■ **WHAT NEEDS TO BE DONE**:
State how many lines in the listing below contain the string "chrome", treating uppercase and lowercase as different, and give only that number.

(Recorded data)
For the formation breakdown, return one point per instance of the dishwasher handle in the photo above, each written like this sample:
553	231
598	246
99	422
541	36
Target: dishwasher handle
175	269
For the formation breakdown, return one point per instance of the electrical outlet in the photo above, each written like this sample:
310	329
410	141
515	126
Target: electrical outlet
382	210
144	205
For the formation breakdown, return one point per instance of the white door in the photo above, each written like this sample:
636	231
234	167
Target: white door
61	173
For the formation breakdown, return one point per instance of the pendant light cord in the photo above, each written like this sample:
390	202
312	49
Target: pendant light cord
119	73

--

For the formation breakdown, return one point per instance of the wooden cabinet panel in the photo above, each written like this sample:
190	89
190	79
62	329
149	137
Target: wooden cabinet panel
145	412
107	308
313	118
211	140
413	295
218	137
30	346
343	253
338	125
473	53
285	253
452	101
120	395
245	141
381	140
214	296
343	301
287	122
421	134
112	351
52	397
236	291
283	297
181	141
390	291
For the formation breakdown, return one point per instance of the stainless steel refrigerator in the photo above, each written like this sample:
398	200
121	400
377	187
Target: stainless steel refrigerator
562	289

==

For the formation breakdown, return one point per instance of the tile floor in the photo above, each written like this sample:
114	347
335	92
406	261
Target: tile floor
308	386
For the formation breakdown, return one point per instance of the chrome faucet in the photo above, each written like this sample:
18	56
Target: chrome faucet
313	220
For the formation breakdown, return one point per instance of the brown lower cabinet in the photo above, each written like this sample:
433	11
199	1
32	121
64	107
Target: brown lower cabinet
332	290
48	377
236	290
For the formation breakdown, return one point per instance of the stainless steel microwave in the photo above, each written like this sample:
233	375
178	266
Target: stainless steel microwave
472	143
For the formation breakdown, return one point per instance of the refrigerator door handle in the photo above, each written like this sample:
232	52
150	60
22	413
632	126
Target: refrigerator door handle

■ **RESULT**:
2